**Short problem:**
Extract each line of the items below that contains the word "image", copying those lines in the order they appear.

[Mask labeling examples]
········
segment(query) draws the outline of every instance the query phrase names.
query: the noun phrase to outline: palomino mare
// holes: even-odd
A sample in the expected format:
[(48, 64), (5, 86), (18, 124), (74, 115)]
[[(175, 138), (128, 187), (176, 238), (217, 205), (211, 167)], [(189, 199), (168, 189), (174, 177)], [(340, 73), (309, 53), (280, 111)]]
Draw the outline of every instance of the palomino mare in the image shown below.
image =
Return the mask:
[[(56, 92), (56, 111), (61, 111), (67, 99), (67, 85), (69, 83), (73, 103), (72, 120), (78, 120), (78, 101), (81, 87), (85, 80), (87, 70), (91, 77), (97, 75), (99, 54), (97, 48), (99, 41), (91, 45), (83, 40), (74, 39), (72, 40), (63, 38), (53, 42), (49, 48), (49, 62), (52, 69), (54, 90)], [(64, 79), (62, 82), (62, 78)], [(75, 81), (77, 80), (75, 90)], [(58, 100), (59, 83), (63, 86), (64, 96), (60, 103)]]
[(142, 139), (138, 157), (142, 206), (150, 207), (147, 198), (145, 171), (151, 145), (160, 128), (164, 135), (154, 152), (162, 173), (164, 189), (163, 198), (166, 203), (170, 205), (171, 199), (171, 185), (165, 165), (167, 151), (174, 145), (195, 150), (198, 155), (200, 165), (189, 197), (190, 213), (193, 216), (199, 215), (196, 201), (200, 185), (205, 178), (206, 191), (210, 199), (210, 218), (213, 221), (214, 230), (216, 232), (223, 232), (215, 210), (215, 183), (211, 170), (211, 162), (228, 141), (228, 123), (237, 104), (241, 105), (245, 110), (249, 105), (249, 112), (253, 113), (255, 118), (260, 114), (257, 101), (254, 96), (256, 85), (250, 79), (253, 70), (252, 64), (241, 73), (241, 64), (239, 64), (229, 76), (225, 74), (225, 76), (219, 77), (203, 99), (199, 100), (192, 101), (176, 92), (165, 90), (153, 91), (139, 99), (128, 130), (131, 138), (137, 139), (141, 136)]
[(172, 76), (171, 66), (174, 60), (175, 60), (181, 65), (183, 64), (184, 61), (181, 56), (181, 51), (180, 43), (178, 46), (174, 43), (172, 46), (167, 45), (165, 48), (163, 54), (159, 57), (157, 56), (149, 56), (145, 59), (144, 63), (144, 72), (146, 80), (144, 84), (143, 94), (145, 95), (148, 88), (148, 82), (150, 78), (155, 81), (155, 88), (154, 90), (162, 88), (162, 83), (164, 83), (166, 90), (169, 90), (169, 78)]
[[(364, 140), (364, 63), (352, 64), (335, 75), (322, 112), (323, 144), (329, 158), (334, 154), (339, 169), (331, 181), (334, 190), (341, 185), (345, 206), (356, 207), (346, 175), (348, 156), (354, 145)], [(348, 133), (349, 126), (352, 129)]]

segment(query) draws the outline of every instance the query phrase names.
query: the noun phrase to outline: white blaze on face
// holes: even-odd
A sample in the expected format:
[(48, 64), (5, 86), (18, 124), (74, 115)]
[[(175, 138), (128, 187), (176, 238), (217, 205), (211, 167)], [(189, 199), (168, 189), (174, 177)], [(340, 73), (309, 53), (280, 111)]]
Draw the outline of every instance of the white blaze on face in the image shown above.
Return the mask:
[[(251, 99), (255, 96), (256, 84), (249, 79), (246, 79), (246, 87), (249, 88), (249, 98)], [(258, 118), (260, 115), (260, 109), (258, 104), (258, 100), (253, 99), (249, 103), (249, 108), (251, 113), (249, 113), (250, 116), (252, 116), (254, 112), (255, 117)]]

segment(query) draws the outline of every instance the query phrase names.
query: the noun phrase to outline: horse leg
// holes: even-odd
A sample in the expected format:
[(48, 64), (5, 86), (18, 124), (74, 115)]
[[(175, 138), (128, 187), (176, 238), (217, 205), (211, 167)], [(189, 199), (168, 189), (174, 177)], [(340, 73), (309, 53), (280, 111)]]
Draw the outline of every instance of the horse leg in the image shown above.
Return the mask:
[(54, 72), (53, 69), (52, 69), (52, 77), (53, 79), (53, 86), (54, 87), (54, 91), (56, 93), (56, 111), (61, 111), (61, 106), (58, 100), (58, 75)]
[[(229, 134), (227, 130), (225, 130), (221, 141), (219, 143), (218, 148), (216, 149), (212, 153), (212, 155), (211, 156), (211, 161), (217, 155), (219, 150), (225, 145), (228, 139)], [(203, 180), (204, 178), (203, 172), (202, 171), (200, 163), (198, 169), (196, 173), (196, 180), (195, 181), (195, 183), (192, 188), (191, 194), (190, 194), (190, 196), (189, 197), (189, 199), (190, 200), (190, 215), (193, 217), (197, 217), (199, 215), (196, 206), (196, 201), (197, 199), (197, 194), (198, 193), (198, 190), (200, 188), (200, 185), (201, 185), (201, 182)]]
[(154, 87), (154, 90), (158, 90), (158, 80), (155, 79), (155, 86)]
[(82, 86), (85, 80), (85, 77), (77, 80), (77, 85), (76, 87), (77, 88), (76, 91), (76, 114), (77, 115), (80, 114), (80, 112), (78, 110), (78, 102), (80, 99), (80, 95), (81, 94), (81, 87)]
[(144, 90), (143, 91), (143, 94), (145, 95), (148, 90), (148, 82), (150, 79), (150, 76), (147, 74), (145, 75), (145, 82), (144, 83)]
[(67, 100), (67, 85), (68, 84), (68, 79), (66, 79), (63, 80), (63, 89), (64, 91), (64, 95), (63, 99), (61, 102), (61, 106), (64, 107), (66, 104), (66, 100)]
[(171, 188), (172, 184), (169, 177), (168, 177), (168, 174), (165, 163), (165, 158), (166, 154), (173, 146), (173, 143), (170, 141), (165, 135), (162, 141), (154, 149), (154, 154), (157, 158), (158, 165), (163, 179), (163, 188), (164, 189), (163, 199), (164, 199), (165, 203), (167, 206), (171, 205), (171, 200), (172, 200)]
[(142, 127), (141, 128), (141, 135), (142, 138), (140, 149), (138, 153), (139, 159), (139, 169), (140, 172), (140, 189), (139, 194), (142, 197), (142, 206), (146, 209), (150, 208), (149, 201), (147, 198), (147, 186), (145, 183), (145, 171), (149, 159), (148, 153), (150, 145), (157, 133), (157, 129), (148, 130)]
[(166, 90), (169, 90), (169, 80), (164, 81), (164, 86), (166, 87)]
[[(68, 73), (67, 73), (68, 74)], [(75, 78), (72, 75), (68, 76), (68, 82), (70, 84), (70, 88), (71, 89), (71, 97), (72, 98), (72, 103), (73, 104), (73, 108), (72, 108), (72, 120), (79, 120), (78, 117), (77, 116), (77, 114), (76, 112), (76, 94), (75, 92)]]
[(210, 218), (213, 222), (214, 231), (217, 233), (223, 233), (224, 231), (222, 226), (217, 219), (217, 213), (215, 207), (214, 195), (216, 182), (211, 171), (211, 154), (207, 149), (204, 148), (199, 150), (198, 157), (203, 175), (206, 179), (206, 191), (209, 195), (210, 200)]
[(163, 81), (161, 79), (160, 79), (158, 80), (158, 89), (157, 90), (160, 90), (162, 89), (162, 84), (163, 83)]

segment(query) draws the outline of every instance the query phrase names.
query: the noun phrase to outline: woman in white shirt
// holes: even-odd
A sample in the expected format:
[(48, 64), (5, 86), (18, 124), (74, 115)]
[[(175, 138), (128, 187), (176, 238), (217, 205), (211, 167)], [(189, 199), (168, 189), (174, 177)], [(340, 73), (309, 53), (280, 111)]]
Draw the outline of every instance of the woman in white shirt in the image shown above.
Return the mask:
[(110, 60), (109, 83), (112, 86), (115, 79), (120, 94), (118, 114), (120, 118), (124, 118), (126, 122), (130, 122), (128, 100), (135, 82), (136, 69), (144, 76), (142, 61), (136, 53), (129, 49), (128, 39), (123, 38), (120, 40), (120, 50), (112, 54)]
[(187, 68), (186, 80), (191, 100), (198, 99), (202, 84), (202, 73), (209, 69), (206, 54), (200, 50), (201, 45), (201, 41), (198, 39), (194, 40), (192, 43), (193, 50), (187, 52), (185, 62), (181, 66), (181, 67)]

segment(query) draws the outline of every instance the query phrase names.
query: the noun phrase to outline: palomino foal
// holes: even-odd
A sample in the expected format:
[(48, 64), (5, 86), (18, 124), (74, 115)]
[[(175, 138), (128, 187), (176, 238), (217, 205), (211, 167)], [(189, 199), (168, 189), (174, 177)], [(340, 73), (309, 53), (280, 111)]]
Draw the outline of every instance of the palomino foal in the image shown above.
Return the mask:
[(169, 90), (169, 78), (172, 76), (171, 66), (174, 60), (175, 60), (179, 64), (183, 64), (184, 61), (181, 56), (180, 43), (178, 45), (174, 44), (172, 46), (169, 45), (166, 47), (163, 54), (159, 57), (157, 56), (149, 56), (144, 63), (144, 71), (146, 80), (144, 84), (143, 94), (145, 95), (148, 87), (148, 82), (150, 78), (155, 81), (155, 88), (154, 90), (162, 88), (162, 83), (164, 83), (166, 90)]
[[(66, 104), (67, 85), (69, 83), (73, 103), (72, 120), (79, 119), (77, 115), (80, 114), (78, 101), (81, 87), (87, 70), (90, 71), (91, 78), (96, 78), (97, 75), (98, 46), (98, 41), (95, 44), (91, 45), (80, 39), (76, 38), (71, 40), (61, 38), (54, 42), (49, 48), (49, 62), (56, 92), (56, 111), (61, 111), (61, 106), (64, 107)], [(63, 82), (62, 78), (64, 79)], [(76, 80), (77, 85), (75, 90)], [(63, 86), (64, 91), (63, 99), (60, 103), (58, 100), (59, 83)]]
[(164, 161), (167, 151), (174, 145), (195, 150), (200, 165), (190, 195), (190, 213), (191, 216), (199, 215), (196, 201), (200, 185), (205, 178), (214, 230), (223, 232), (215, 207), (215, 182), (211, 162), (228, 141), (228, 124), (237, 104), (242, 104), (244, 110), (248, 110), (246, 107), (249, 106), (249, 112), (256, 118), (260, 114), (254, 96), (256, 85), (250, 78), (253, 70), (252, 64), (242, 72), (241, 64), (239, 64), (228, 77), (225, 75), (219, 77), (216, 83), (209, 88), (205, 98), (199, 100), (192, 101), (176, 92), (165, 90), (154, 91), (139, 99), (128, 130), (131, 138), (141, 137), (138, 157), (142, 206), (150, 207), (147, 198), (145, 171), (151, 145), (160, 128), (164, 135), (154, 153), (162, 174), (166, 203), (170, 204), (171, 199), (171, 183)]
········
**In response:**
Draw the outline of every instance of the palomino mare in the image shown below.
image =
Draw the outline of every instance of the white blaze on face in the image shown above.
Draw the outline of every instance of the horse leg in the image shown above.
Draw the outline of every instance of the woman in white shirt in the image shown above.
Draw the outline of every instance of the palomino foal in the image shown above.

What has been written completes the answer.